The DW-test procedure for positive serial correlation is as follows:
H0: the regression has no positive serial correlation
The decision rules are rather complicated because they allow for rejecting the null in favor of either positive or negative correlation. The test can also be inconclusive, which means we don't accept or reject (See Figure 6).
- If DW < d1, the error terms are positively serially correlated (i.e., reject the null hypothesis of no positive serial correlation).
- If d1 < DW < du, the test is inconclusive .
- If DW > du' there is no evidence that the error terms are positively correlated (i.e., fail to reject the null of no positive serial correlation).
Correcting Serial Correlation
Possible remedies for serial correlation include:
- Adjust the coefficient standard errors using the Hansen method. The Hansen method also corrects for conditional heteroskedasticity. These adjusted standard errors, which are sometimes called serial correlation consistent standard errors or Hansen-White standard errors, are then used in hypothesis testing of the regression coefficients. Only use the Hansen method if serial correlation is a problem. The White-corrected standard errors are preferred if only heteroskedasticity is a problem. If both conditions are present, use the Hansen method.
_ _ _ _ _ _ _
__PROBLEM DESCRIPTION__: Update the stretch of the serial correlation passage from "- If DW < d1, the" through "is inconclusive .", replacing "error terms" with "residuals".
_ _ _ _ _ _ _
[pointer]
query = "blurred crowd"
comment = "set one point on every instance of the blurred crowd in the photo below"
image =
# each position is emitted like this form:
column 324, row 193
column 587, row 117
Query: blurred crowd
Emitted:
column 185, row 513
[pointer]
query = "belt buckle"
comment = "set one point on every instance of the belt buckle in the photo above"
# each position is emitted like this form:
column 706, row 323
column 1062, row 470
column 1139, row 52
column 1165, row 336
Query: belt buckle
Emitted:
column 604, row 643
_ _ _ _ _ _ _
__EXERCISE ANSWER__:
- If DW < d1, the residuals are positively serially correlated (i.e., reject the null hypothesis of no positive serial correlation).
- If d1 < DW < du, the test is inconclusive .